Stored data -
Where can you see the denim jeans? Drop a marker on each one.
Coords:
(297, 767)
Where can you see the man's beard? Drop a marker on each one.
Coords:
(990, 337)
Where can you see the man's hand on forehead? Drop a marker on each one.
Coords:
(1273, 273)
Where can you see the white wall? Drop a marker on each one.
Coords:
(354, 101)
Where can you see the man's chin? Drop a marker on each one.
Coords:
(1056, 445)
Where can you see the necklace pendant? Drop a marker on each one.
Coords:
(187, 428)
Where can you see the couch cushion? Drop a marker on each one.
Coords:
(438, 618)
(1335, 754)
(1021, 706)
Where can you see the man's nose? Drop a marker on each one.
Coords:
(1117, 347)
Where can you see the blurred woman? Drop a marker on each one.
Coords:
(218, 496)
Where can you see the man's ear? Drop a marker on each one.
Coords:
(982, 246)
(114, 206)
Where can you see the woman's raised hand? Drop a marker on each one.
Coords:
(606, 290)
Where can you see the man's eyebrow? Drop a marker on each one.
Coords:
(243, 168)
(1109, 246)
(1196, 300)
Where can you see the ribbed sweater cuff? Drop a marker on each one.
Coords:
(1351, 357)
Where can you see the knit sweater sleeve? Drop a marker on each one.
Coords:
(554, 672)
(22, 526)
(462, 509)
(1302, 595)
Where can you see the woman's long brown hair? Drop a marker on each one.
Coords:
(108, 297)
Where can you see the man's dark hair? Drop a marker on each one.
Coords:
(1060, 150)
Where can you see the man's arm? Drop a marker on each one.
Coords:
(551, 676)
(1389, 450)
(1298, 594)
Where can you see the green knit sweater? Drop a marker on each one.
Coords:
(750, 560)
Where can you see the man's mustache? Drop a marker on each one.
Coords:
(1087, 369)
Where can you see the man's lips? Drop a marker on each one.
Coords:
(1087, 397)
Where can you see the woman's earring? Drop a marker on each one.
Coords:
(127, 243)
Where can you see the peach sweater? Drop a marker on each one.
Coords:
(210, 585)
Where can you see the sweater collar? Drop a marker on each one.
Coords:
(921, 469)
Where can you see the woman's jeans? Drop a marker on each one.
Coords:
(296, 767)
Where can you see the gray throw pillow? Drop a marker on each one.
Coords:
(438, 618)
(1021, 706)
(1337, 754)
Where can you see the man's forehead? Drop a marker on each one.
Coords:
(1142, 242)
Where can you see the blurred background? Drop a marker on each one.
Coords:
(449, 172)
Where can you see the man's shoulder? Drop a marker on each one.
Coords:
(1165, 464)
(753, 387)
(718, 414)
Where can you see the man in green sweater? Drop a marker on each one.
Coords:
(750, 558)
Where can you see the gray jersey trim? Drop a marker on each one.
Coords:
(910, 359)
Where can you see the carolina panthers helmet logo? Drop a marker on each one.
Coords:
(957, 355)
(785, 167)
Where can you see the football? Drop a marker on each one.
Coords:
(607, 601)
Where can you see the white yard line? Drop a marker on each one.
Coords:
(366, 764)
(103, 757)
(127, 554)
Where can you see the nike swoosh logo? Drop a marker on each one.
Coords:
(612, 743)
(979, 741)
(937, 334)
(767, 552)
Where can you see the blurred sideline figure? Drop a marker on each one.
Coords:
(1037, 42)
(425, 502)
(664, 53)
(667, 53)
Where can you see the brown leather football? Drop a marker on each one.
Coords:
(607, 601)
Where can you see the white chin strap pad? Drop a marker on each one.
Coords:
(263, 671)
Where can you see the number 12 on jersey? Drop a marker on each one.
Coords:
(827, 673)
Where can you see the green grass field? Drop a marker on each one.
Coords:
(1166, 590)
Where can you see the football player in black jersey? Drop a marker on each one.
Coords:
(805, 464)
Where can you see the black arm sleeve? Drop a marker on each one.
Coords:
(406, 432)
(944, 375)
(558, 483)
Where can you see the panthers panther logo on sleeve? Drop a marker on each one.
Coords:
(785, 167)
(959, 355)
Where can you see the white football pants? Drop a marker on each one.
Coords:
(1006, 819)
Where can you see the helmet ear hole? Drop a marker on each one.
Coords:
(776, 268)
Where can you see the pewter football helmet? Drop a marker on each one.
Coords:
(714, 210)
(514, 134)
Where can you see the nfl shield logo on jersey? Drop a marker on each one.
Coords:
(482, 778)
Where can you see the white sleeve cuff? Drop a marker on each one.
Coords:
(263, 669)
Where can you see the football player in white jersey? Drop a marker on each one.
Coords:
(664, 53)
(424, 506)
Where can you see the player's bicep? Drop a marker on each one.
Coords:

Problem requirements - Swap "jersey" for "shirt" in the lines from the one with "Where can you see the green grass" through the last line, and give only those lines back with nothing else changed.

Reply -
Where can you see the green grass field? Drop a marker on each one.
Coords:
(1166, 590)
Where can you see the football player in black shirt? Drop a marker on each one.
Coords:
(805, 464)
Where can you see the black arm sleeve? Drop a marker on each one.
Coords:
(406, 432)
(944, 375)
(558, 483)
Where can you see the panthers panther logo on sleeve? Drop a marker on each one.
Coords:
(785, 167)
(959, 355)
Where can you see the white football pants? Drop a marker on each one.
Coords:
(1006, 819)
Where can you see the helmet ear hole? Drop a marker on each one.
Coords:
(776, 268)
Where can you see the pewter football helmet? Drop a marker on each one.
Coords:
(714, 210)
(514, 134)
Where can you see the nfl shield logo on shirt? Drop a marker on each one.
Coords:
(482, 778)
Where can you see the white sleeve cuff? Drop a marker on each one.
Coords:
(263, 669)
Where can you see the football player in white shirt? Drop a marker on each one.
Coords:
(664, 53)
(424, 506)
Where can you see the player's bicep? Drop a marker on each one.
Coords:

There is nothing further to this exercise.